SHORT PROBLEM: Rewrite the listing from its first line through the line with "top-left (381, 261), bottom-right (563, 349)", keeping the requests and shifting every coordinate in the answers by 31. Leave the pictures out of your answer.

---

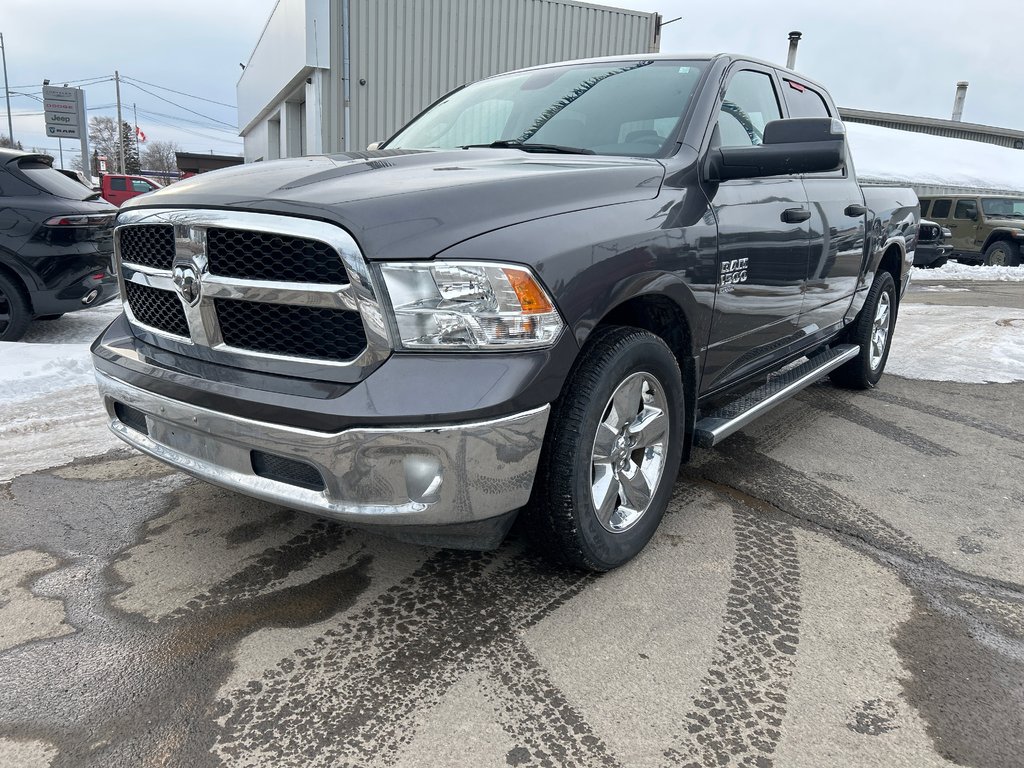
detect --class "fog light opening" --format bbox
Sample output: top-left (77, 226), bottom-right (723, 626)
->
top-left (402, 455), bottom-right (444, 504)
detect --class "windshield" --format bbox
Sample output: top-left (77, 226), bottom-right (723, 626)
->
top-left (17, 158), bottom-right (93, 200)
top-left (387, 61), bottom-right (705, 157)
top-left (981, 198), bottom-right (1024, 219)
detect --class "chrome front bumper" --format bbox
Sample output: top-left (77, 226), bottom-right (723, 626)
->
top-left (96, 371), bottom-right (550, 526)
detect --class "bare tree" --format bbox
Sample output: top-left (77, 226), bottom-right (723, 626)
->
top-left (142, 141), bottom-right (181, 179)
top-left (89, 115), bottom-right (123, 173)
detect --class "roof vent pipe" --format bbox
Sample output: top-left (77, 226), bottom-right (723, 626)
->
top-left (953, 80), bottom-right (969, 123)
top-left (785, 32), bottom-right (803, 70)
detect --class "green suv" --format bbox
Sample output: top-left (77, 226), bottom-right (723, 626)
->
top-left (921, 195), bottom-right (1024, 266)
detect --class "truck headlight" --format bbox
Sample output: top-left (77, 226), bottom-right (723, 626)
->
top-left (381, 261), bottom-right (563, 349)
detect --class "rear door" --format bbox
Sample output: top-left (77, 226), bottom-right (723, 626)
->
top-left (781, 74), bottom-right (867, 334)
top-left (947, 198), bottom-right (982, 251)
top-left (702, 62), bottom-right (810, 391)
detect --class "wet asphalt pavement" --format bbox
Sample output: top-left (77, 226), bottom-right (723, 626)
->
top-left (0, 284), bottom-right (1024, 768)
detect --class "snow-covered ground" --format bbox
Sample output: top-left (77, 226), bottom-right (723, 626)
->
top-left (0, 302), bottom-right (121, 482)
top-left (910, 261), bottom-right (1024, 283)
top-left (886, 304), bottom-right (1024, 383)
top-left (846, 123), bottom-right (1024, 190)
top-left (0, 274), bottom-right (1024, 482)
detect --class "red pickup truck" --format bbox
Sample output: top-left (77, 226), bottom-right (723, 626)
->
top-left (99, 173), bottom-right (160, 206)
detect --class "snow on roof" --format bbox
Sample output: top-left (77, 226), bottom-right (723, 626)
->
top-left (846, 123), bottom-right (1024, 191)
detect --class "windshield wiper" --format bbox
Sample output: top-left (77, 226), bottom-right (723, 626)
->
top-left (462, 138), bottom-right (597, 155)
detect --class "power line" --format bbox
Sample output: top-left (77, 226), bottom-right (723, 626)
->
top-left (138, 110), bottom-right (238, 135)
top-left (139, 110), bottom-right (242, 143)
top-left (121, 75), bottom-right (238, 110)
top-left (125, 80), bottom-right (236, 128)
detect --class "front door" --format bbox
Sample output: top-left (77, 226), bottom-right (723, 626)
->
top-left (702, 63), bottom-right (810, 391)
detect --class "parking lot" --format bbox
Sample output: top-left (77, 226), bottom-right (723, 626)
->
top-left (0, 283), bottom-right (1024, 767)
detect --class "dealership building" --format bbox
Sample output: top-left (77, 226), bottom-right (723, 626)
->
top-left (238, 0), bottom-right (660, 162)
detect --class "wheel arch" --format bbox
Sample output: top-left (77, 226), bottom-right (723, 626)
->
top-left (590, 293), bottom-right (699, 463)
top-left (981, 229), bottom-right (1016, 257)
top-left (0, 262), bottom-right (35, 311)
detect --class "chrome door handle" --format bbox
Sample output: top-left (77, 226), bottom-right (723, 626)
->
top-left (782, 208), bottom-right (811, 224)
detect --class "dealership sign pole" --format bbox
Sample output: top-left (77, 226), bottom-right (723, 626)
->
top-left (43, 85), bottom-right (94, 177)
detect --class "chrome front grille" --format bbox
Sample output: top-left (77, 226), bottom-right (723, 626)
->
top-left (121, 224), bottom-right (174, 270)
top-left (206, 227), bottom-right (348, 286)
top-left (213, 299), bottom-right (367, 360)
top-left (125, 283), bottom-right (188, 339)
top-left (115, 209), bottom-right (391, 381)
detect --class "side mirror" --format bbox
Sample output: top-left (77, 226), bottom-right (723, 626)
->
top-left (708, 118), bottom-right (846, 181)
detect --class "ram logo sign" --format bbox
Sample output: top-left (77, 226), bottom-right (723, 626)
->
top-left (719, 259), bottom-right (748, 287)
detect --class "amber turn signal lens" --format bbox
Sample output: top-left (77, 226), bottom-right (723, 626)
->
top-left (502, 267), bottom-right (554, 314)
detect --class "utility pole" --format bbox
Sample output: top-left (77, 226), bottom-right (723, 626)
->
top-left (0, 32), bottom-right (14, 146)
top-left (114, 70), bottom-right (125, 173)
top-left (785, 32), bottom-right (803, 70)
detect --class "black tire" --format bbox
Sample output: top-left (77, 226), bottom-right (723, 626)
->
top-left (525, 327), bottom-right (684, 572)
top-left (828, 271), bottom-right (897, 389)
top-left (985, 240), bottom-right (1021, 266)
top-left (0, 273), bottom-right (32, 341)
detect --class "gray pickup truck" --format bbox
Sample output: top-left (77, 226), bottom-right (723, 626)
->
top-left (92, 55), bottom-right (919, 571)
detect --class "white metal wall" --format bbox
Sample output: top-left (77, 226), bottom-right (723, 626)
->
top-left (348, 0), bottom-right (657, 150)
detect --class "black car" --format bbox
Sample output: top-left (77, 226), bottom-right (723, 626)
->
top-left (0, 150), bottom-right (118, 341)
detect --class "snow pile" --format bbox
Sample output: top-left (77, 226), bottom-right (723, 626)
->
top-left (910, 261), bottom-right (1024, 283)
top-left (886, 304), bottom-right (1024, 384)
top-left (0, 342), bottom-right (93, 403)
top-left (0, 302), bottom-right (121, 482)
top-left (846, 123), bottom-right (1024, 191)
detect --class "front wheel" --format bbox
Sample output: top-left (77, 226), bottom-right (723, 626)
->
top-left (985, 240), bottom-right (1021, 266)
top-left (829, 272), bottom-right (896, 389)
top-left (0, 273), bottom-right (32, 341)
top-left (527, 328), bottom-right (683, 572)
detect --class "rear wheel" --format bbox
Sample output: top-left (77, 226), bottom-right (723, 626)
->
top-left (829, 272), bottom-right (896, 389)
top-left (527, 328), bottom-right (683, 571)
top-left (0, 274), bottom-right (32, 341)
top-left (985, 240), bottom-right (1021, 266)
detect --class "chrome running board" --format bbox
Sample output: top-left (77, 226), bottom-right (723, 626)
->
top-left (693, 344), bottom-right (860, 447)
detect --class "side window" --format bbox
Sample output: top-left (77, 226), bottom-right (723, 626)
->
top-left (932, 200), bottom-right (953, 219)
top-left (718, 70), bottom-right (782, 146)
top-left (953, 200), bottom-right (978, 219)
top-left (783, 80), bottom-right (833, 118)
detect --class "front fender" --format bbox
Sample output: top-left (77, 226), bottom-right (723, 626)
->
top-left (438, 196), bottom-right (718, 364)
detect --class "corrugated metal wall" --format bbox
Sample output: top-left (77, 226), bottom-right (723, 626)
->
top-left (348, 0), bottom-right (657, 150)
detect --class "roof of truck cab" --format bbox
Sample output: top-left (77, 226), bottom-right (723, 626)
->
top-left (484, 51), bottom-right (825, 90)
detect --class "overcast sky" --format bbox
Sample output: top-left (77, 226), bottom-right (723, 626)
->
top-left (0, 0), bottom-right (1024, 163)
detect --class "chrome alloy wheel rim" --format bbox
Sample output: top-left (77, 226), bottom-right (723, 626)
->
top-left (869, 291), bottom-right (890, 371)
top-left (590, 373), bottom-right (670, 534)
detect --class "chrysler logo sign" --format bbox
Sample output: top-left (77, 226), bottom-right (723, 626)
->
top-left (171, 264), bottom-right (203, 306)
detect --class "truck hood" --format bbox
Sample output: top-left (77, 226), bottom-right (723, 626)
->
top-left (123, 150), bottom-right (665, 259)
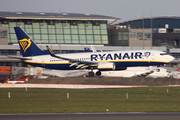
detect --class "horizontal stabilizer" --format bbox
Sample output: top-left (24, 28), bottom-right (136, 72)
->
top-left (8, 56), bottom-right (32, 60)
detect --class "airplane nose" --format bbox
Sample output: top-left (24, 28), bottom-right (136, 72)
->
top-left (168, 55), bottom-right (175, 62)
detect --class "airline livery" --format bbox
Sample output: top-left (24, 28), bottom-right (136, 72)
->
top-left (14, 27), bottom-right (174, 76)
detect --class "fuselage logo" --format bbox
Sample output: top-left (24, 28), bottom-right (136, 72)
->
top-left (19, 38), bottom-right (31, 53)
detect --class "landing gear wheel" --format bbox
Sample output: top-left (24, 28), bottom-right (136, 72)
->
top-left (89, 71), bottom-right (94, 77)
top-left (96, 71), bottom-right (101, 76)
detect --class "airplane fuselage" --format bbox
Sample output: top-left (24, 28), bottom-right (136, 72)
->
top-left (24, 50), bottom-right (174, 70)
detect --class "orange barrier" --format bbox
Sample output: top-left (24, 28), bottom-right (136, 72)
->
top-left (0, 67), bottom-right (11, 73)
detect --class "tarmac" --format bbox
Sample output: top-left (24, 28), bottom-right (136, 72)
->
top-left (25, 77), bottom-right (180, 86)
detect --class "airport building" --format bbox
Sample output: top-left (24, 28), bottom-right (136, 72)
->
top-left (109, 16), bottom-right (180, 48)
top-left (0, 12), bottom-right (180, 69)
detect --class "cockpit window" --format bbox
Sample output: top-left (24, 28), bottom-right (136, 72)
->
top-left (160, 53), bottom-right (167, 55)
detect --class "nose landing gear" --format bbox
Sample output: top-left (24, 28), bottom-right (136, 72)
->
top-left (89, 70), bottom-right (101, 77)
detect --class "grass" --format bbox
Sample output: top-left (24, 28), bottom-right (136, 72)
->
top-left (0, 87), bottom-right (180, 113)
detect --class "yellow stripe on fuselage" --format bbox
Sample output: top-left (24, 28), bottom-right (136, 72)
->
top-left (24, 60), bottom-right (169, 64)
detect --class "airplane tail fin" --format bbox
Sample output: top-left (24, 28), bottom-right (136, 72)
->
top-left (84, 47), bottom-right (92, 52)
top-left (14, 27), bottom-right (48, 57)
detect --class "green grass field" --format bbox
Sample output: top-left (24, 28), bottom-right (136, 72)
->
top-left (0, 87), bottom-right (180, 113)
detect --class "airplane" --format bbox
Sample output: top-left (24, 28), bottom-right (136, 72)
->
top-left (42, 69), bottom-right (89, 77)
top-left (13, 27), bottom-right (174, 76)
top-left (101, 66), bottom-right (171, 78)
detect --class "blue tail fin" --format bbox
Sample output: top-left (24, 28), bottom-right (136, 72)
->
top-left (84, 47), bottom-right (92, 52)
top-left (14, 27), bottom-right (49, 57)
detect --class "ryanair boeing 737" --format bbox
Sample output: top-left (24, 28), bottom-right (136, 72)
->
top-left (14, 27), bottom-right (174, 76)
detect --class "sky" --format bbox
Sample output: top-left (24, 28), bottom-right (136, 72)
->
top-left (0, 0), bottom-right (180, 22)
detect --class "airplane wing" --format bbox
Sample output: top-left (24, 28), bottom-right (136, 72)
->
top-left (8, 56), bottom-right (32, 60)
top-left (46, 46), bottom-right (98, 69)
top-left (137, 70), bottom-right (154, 77)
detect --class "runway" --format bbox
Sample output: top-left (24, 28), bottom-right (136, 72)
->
top-left (0, 112), bottom-right (180, 120)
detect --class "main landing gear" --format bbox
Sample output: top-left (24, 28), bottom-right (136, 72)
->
top-left (89, 70), bottom-right (101, 77)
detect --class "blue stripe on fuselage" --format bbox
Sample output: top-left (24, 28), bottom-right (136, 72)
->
top-left (24, 61), bottom-right (166, 70)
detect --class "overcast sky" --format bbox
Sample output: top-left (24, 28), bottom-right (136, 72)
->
top-left (0, 0), bottom-right (180, 22)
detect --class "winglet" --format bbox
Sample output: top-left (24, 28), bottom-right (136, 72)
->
top-left (46, 46), bottom-right (55, 57)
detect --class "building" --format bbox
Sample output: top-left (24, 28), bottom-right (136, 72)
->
top-left (0, 12), bottom-right (180, 69)
top-left (0, 12), bottom-right (119, 45)
top-left (109, 16), bottom-right (180, 48)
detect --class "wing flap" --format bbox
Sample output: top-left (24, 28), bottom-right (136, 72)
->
top-left (46, 46), bottom-right (98, 68)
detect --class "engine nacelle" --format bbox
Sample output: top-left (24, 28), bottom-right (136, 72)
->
top-left (98, 62), bottom-right (115, 71)
top-left (98, 62), bottom-right (127, 71)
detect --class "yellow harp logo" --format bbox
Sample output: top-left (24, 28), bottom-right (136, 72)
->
top-left (19, 38), bottom-right (31, 53)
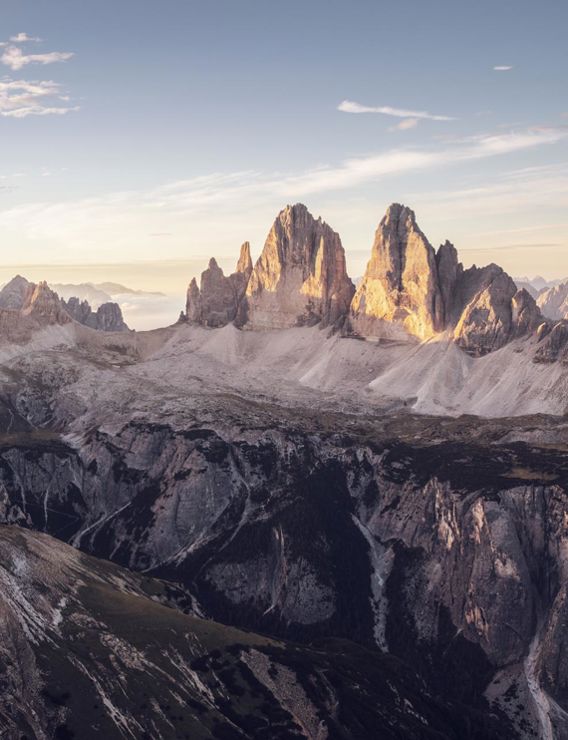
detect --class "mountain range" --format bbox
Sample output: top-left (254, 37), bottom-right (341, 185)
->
top-left (0, 204), bottom-right (568, 740)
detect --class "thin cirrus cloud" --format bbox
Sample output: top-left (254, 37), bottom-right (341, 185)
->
top-left (10, 32), bottom-right (41, 44)
top-left (337, 100), bottom-right (456, 121)
top-left (0, 78), bottom-right (78, 118)
top-left (0, 129), bottom-right (568, 256)
top-left (0, 45), bottom-right (74, 72)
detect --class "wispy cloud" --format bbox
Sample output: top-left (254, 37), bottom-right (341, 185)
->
top-left (0, 129), bottom-right (568, 259)
top-left (337, 100), bottom-right (456, 121)
top-left (0, 45), bottom-right (74, 71)
top-left (0, 77), bottom-right (79, 118)
top-left (389, 118), bottom-right (418, 131)
top-left (10, 32), bottom-right (41, 44)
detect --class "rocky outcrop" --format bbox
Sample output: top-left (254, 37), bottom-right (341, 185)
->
top-left (186, 242), bottom-right (252, 328)
top-left (0, 275), bottom-right (35, 311)
top-left (0, 390), bottom-right (568, 737)
top-left (349, 203), bottom-right (542, 356)
top-left (536, 282), bottom-right (568, 320)
top-left (62, 297), bottom-right (128, 331)
top-left (350, 203), bottom-right (444, 339)
top-left (246, 204), bottom-right (354, 329)
top-left (449, 265), bottom-right (542, 356)
top-left (534, 321), bottom-right (568, 364)
top-left (21, 281), bottom-right (71, 325)
top-left (0, 275), bottom-right (128, 331)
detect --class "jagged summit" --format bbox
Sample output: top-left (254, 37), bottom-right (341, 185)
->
top-left (351, 203), bottom-right (444, 339)
top-left (182, 203), bottom-right (543, 355)
top-left (246, 203), bottom-right (354, 329)
top-left (0, 275), bottom-right (128, 331)
top-left (185, 242), bottom-right (252, 328)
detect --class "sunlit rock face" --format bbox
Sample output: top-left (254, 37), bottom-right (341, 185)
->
top-left (246, 204), bottom-right (355, 329)
top-left (351, 203), bottom-right (444, 339)
top-left (0, 275), bottom-right (35, 311)
top-left (186, 242), bottom-right (252, 327)
top-left (349, 203), bottom-right (542, 356)
top-left (21, 281), bottom-right (71, 324)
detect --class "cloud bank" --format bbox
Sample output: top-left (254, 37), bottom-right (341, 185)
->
top-left (337, 100), bottom-right (456, 121)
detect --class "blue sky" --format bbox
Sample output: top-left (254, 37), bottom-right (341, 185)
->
top-left (0, 0), bottom-right (568, 287)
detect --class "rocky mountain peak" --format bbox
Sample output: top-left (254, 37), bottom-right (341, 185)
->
top-left (186, 242), bottom-right (252, 327)
top-left (0, 275), bottom-right (35, 311)
top-left (350, 203), bottom-right (447, 339)
top-left (536, 281), bottom-right (568, 320)
top-left (61, 297), bottom-right (128, 331)
top-left (246, 203), bottom-right (354, 329)
top-left (21, 280), bottom-right (71, 324)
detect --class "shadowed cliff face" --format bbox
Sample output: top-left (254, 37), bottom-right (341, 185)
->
top-left (4, 526), bottom-right (511, 740)
top-left (0, 402), bottom-right (568, 737)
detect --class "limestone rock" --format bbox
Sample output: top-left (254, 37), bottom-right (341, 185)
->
top-left (0, 275), bottom-right (35, 311)
top-left (534, 321), bottom-right (568, 363)
top-left (450, 264), bottom-right (542, 356)
top-left (246, 204), bottom-right (355, 329)
top-left (350, 203), bottom-right (542, 356)
top-left (62, 297), bottom-right (128, 331)
top-left (186, 242), bottom-right (252, 327)
top-left (350, 203), bottom-right (444, 339)
top-left (536, 281), bottom-right (568, 320)
top-left (21, 281), bottom-right (71, 324)
top-left (436, 241), bottom-right (463, 324)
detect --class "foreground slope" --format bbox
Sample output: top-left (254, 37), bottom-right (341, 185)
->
top-left (0, 526), bottom-right (508, 740)
top-left (0, 326), bottom-right (568, 738)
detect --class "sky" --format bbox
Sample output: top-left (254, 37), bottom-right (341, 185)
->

---

ANSWER FOR THIS EXERCISE:
detect --class "fog light opening" --format bbox
Sample output: top-left (77, 226), bottom-right (723, 626)
->
top-left (433, 486), bottom-right (475, 535)
detect --class "windshield" --format bbox
Sample output: top-left (77, 226), bottom-right (723, 626)
->
top-left (48, 189), bottom-right (124, 231)
top-left (418, 92), bottom-right (736, 188)
top-left (1012, 229), bottom-right (1055, 250)
detect --class "chrome front bumper" --format bbox
Sample output: top-left (77, 226), bottom-right (723, 626)
->
top-left (127, 402), bottom-right (581, 557)
detect --class "bare tree" --format bbox
Sample output: top-left (77, 226), bottom-right (723, 626)
->
top-left (173, 172), bottom-right (212, 210)
top-left (120, 146), bottom-right (154, 204)
detect --class "roof vent pipe" --format bbox
Sample output: top-left (77, 226), bottom-right (723, 626)
->
top-left (984, 111), bottom-right (1000, 154)
top-left (816, 63), bottom-right (834, 101)
detect --class "green suv" --format bbox
Sample output: top-left (77, 226), bottom-right (723, 626)
->
top-left (952, 226), bottom-right (1055, 297)
detect --class "truck headlight" --format bbox
Sample output: top-left (77, 226), bottom-right (723, 626)
->
top-left (412, 292), bottom-right (594, 380)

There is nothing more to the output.